# Entries for labeling with bounding boxes
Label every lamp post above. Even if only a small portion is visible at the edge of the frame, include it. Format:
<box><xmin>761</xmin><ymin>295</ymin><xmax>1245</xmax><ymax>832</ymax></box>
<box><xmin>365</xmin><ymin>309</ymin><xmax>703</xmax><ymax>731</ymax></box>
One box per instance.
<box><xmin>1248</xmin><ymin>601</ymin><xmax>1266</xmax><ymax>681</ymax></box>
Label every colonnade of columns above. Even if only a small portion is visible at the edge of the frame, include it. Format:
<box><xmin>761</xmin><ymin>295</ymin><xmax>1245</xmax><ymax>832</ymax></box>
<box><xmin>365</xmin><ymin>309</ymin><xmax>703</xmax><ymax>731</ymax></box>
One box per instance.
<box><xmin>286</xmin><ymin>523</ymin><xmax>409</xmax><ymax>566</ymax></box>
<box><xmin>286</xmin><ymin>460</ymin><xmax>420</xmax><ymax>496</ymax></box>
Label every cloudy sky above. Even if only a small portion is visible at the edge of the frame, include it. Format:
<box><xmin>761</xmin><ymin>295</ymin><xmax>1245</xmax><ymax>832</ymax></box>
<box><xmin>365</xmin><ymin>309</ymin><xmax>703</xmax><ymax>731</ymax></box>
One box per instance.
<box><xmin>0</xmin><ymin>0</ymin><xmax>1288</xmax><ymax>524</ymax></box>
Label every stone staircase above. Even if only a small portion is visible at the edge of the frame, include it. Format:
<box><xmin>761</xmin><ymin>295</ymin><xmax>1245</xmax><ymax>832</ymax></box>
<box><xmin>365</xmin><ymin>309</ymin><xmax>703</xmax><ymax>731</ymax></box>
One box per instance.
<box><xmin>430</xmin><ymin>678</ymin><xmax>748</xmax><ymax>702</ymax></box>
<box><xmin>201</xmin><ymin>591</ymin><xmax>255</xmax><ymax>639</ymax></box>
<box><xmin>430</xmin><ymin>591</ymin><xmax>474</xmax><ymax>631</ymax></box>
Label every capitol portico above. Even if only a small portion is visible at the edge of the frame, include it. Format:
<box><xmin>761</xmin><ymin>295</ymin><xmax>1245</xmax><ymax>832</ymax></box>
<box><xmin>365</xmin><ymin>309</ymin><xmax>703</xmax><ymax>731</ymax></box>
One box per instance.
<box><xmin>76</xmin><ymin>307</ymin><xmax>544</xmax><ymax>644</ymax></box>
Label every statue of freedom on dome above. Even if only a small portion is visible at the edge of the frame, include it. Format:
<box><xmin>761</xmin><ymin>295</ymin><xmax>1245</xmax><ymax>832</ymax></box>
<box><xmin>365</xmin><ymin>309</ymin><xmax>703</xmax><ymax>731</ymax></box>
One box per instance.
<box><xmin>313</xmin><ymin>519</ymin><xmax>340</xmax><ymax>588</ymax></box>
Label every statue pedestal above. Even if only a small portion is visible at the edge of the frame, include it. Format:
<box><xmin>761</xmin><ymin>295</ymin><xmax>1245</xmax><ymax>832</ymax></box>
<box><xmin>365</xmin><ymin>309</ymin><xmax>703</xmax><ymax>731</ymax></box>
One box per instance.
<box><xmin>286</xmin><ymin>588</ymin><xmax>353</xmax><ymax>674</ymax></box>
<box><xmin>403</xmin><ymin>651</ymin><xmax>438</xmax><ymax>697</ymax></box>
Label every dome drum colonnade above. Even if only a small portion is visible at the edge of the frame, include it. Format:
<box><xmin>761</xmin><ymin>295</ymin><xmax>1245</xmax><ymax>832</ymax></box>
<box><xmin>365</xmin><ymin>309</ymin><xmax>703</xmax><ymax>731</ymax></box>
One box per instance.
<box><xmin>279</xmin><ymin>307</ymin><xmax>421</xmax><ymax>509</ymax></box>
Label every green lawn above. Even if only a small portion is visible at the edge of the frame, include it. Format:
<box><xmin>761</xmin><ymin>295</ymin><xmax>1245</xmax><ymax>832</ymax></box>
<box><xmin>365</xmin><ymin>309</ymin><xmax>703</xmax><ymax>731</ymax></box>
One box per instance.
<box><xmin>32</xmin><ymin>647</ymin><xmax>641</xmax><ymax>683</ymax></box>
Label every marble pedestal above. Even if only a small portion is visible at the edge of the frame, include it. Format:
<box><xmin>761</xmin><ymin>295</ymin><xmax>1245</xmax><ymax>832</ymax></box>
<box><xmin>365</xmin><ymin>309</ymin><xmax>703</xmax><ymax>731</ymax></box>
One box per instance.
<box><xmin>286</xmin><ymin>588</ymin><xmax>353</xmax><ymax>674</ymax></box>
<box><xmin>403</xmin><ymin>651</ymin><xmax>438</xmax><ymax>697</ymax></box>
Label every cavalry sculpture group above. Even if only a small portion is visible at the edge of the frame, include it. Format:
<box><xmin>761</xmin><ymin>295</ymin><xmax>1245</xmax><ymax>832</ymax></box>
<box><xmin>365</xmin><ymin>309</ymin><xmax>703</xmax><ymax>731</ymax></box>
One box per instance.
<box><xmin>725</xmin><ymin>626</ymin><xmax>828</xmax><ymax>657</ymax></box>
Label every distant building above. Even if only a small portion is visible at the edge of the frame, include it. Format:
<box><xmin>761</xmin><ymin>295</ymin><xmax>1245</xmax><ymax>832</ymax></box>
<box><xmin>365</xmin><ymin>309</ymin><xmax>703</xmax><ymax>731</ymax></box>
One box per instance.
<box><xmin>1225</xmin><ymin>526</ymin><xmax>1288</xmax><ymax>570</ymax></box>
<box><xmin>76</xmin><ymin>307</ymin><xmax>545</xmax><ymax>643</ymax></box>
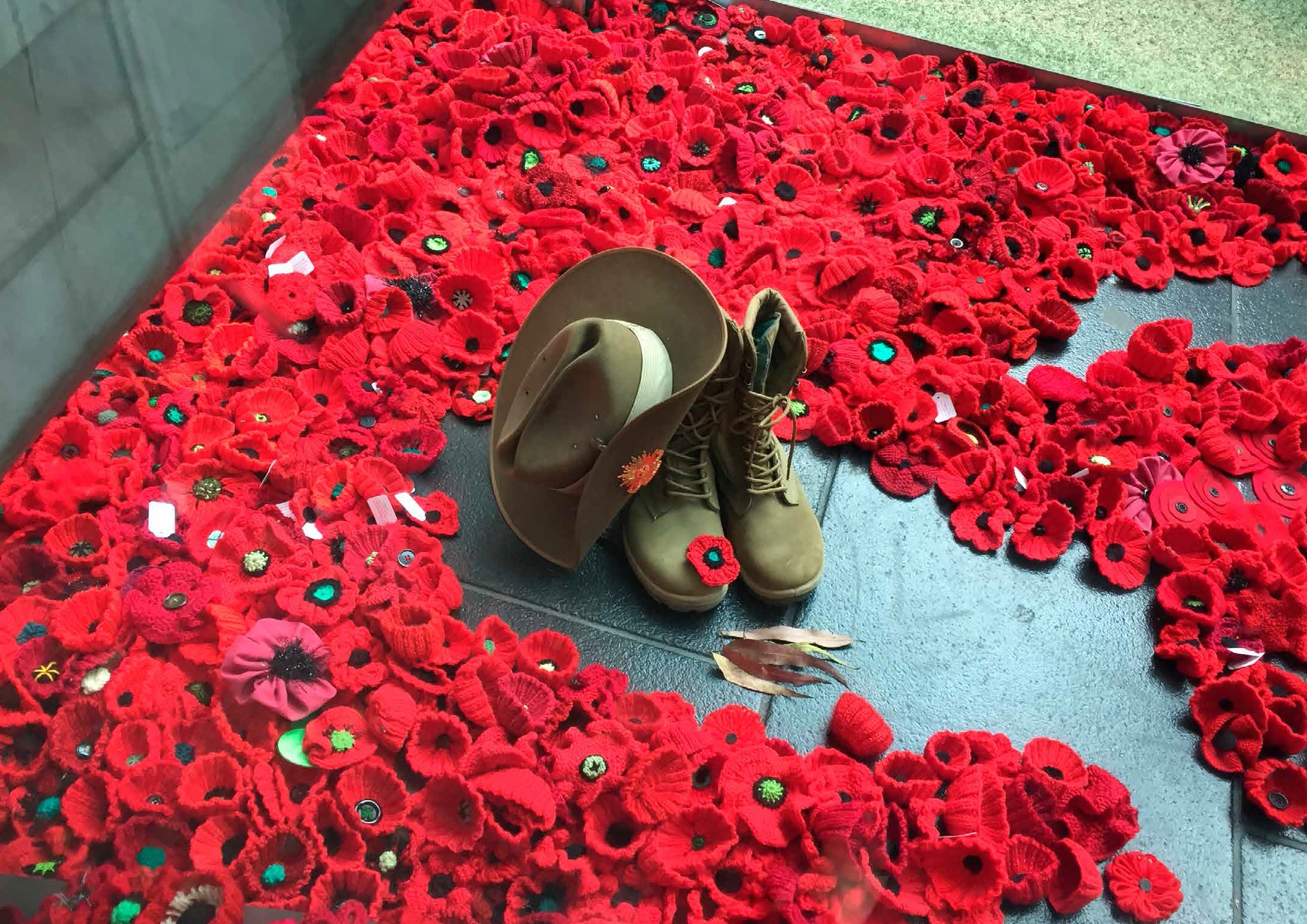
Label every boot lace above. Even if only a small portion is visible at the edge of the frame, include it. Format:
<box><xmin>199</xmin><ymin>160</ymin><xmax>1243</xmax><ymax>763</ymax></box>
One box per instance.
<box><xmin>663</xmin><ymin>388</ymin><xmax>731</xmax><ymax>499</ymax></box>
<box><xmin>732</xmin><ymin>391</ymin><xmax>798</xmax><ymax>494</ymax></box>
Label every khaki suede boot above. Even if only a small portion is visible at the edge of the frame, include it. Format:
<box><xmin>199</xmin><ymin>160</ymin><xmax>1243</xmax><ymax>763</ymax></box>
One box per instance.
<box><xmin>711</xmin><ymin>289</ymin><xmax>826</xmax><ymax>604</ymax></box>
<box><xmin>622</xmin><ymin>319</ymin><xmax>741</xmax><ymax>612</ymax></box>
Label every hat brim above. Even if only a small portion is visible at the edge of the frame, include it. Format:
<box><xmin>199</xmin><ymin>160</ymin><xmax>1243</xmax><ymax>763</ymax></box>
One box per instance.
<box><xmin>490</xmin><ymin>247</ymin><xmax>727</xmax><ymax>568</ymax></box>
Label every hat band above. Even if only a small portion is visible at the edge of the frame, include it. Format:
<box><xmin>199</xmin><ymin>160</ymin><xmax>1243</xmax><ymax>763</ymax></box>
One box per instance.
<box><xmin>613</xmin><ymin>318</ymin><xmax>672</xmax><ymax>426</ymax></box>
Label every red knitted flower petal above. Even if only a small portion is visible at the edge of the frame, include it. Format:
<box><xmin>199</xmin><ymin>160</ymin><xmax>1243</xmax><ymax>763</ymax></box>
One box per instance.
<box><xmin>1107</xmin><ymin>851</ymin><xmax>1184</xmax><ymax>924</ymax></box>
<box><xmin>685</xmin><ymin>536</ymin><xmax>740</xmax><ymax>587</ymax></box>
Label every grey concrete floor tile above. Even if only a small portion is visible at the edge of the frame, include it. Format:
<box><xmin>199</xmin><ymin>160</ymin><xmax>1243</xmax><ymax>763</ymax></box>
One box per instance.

# WHAT YOU SHOULD DO
Reproduce all of the entries above word for word, omitting the pictures.

# CORRECT ANSWER
Label every lamp post above. Even if only a small portion is visible at the edge of the frame, include it. Format:
<box><xmin>761</xmin><ymin>295</ymin><xmax>1245</xmax><ymax>832</ymax></box>
<box><xmin>365</xmin><ymin>309</ymin><xmax>703</xmax><ymax>731</ymax></box>
One box per instance.
<box><xmin>1248</xmin><ymin>601</ymin><xmax>1266</xmax><ymax>681</ymax></box>
Label every colonnade of columns above. Even if only a small portion is visible at the edge of the frame, include it. Format:
<box><xmin>761</xmin><ymin>295</ymin><xmax>1245</xmax><ymax>832</ymax></box>
<box><xmin>365</xmin><ymin>309</ymin><xmax>703</xmax><ymax>731</ymax></box>
One box per instance.
<box><xmin>286</xmin><ymin>523</ymin><xmax>409</xmax><ymax>566</ymax></box>
<box><xmin>286</xmin><ymin>460</ymin><xmax>420</xmax><ymax>496</ymax></box>
Label every cloudy sky above. Even if only a small portion is visible at the edge of the frame, include it. Format:
<box><xmin>761</xmin><ymin>295</ymin><xmax>1245</xmax><ymax>832</ymax></box>
<box><xmin>365</xmin><ymin>309</ymin><xmax>703</xmax><ymax>731</ymax></box>
One box per instance.
<box><xmin>0</xmin><ymin>0</ymin><xmax>1288</xmax><ymax>524</ymax></box>
Label every stone staircase above. Even if only a small portion is visible at the edge of the frame, include it. Format:
<box><xmin>761</xmin><ymin>295</ymin><xmax>1245</xmax><ymax>832</ymax></box>
<box><xmin>365</xmin><ymin>309</ymin><xmax>703</xmax><ymax>731</ymax></box>
One box per instance.
<box><xmin>430</xmin><ymin>678</ymin><xmax>748</xmax><ymax>702</ymax></box>
<box><xmin>201</xmin><ymin>591</ymin><xmax>255</xmax><ymax>639</ymax></box>
<box><xmin>430</xmin><ymin>591</ymin><xmax>474</xmax><ymax>631</ymax></box>
Label every capitol portico above. Even if only a small portion is visible at the edge of the frame, include it. Format:
<box><xmin>761</xmin><ymin>295</ymin><xmax>1245</xmax><ymax>832</ymax></box>
<box><xmin>365</xmin><ymin>309</ymin><xmax>703</xmax><ymax>731</ymax></box>
One box per instance.
<box><xmin>76</xmin><ymin>307</ymin><xmax>544</xmax><ymax>644</ymax></box>
Label every statue of freedom on dome above. Even if only a small portion is visible at the edge of the frame, include it. Format:
<box><xmin>761</xmin><ymin>295</ymin><xmax>1245</xmax><ymax>832</ymax></box>
<box><xmin>365</xmin><ymin>309</ymin><xmax>703</xmax><ymax>731</ymax></box>
One box per instance.
<box><xmin>313</xmin><ymin>519</ymin><xmax>340</xmax><ymax>588</ymax></box>
Label every statue pedestal above. Even if only a small portion is visible at the edge of the frame, include it. Format:
<box><xmin>761</xmin><ymin>295</ymin><xmax>1245</xmax><ymax>832</ymax></box>
<box><xmin>365</xmin><ymin>309</ymin><xmax>703</xmax><ymax>731</ymax></box>
One box per instance.
<box><xmin>286</xmin><ymin>588</ymin><xmax>353</xmax><ymax>674</ymax></box>
<box><xmin>403</xmin><ymin>651</ymin><xmax>438</xmax><ymax>697</ymax></box>
Label every dome drum colonnade above. Even if only a small portion is visible at the edge of the frame, include it. Format:
<box><xmin>761</xmin><ymin>295</ymin><xmax>1245</xmax><ymax>832</ymax></box>
<box><xmin>365</xmin><ymin>309</ymin><xmax>703</xmax><ymax>731</ymax></box>
One box per instance.
<box><xmin>279</xmin><ymin>307</ymin><xmax>421</xmax><ymax>509</ymax></box>
Label every green lawn above. Even if only a small portion is visible at the edge of the frame, include it. Format:
<box><xmin>761</xmin><ymin>295</ymin><xmax>1245</xmax><ymax>832</ymax></box>
<box><xmin>365</xmin><ymin>309</ymin><xmax>703</xmax><ymax>731</ymax></box>
One box per instance.
<box><xmin>32</xmin><ymin>647</ymin><xmax>641</xmax><ymax>683</ymax></box>
Label every marble pedestal above. Even if only a small portion is visible at the edge of the frame, include it. Format:
<box><xmin>761</xmin><ymin>295</ymin><xmax>1245</xmax><ymax>832</ymax></box>
<box><xmin>365</xmin><ymin>309</ymin><xmax>703</xmax><ymax>731</ymax></box>
One box per instance.
<box><xmin>286</xmin><ymin>588</ymin><xmax>353</xmax><ymax>674</ymax></box>
<box><xmin>403</xmin><ymin>651</ymin><xmax>438</xmax><ymax>697</ymax></box>
Label every cavalry sculpture group above. Even if only a small portion is visible at the edge of the frame, include it. Format:
<box><xmin>761</xmin><ymin>295</ymin><xmax>1245</xmax><ymax>832</ymax></box>
<box><xmin>365</xmin><ymin>309</ymin><xmax>703</xmax><ymax>731</ymax></box>
One box per instance.
<box><xmin>725</xmin><ymin>626</ymin><xmax>828</xmax><ymax>657</ymax></box>
Label every distant building above. Even if only a small portion is visible at the edge of the frame, include it. Format:
<box><xmin>761</xmin><ymin>295</ymin><xmax>1245</xmax><ymax>832</ymax></box>
<box><xmin>365</xmin><ymin>309</ymin><xmax>703</xmax><ymax>731</ymax></box>
One box per instance.
<box><xmin>1225</xmin><ymin>526</ymin><xmax>1288</xmax><ymax>570</ymax></box>
<box><xmin>76</xmin><ymin>307</ymin><xmax>545</xmax><ymax>643</ymax></box>
Label every boot lace above. Even if only a small portion is visible at the edge of the frame, include it. Format:
<box><xmin>199</xmin><ymin>160</ymin><xmax>1243</xmax><ymax>763</ymax></box>
One box per instance.
<box><xmin>663</xmin><ymin>388</ymin><xmax>731</xmax><ymax>499</ymax></box>
<box><xmin>732</xmin><ymin>391</ymin><xmax>798</xmax><ymax>494</ymax></box>
Label every khaki suede boot above. Even if only a small portion is visible at the edge of the frame, include it. Format:
<box><xmin>199</xmin><ymin>160</ymin><xmax>1243</xmax><ymax>763</ymax></box>
One box per instance.
<box><xmin>711</xmin><ymin>289</ymin><xmax>826</xmax><ymax>604</ymax></box>
<box><xmin>622</xmin><ymin>319</ymin><xmax>741</xmax><ymax>612</ymax></box>
Label every hat brim above. Even if only a small portion is visible at the edge of the frame, include it. Format:
<box><xmin>199</xmin><ymin>160</ymin><xmax>1243</xmax><ymax>763</ymax></box>
One box per instance.
<box><xmin>490</xmin><ymin>247</ymin><xmax>727</xmax><ymax>568</ymax></box>
Label every hat band above. Even if only a small portion is visible at the edge of the frame, include it. Format:
<box><xmin>199</xmin><ymin>160</ymin><xmax>1243</xmax><ymax>763</ymax></box>
One box per instance.
<box><xmin>613</xmin><ymin>318</ymin><xmax>672</xmax><ymax>426</ymax></box>
Label every red knitted flower petal above. Even if only a small portion is visible at the edge of the frame, include it. Format:
<box><xmin>199</xmin><ymin>160</ymin><xmax>1243</xmax><ymax>763</ymax></box>
One box per instance.
<box><xmin>1107</xmin><ymin>851</ymin><xmax>1184</xmax><ymax>924</ymax></box>
<box><xmin>685</xmin><ymin>536</ymin><xmax>740</xmax><ymax>587</ymax></box>
Label every grey concrete floor tile above. Even if only a small portion is visible at the edge of the frame, include it. Format:
<box><xmin>199</xmin><ymin>160</ymin><xmax>1243</xmax><ymax>763</ymax></box>
One box per instance.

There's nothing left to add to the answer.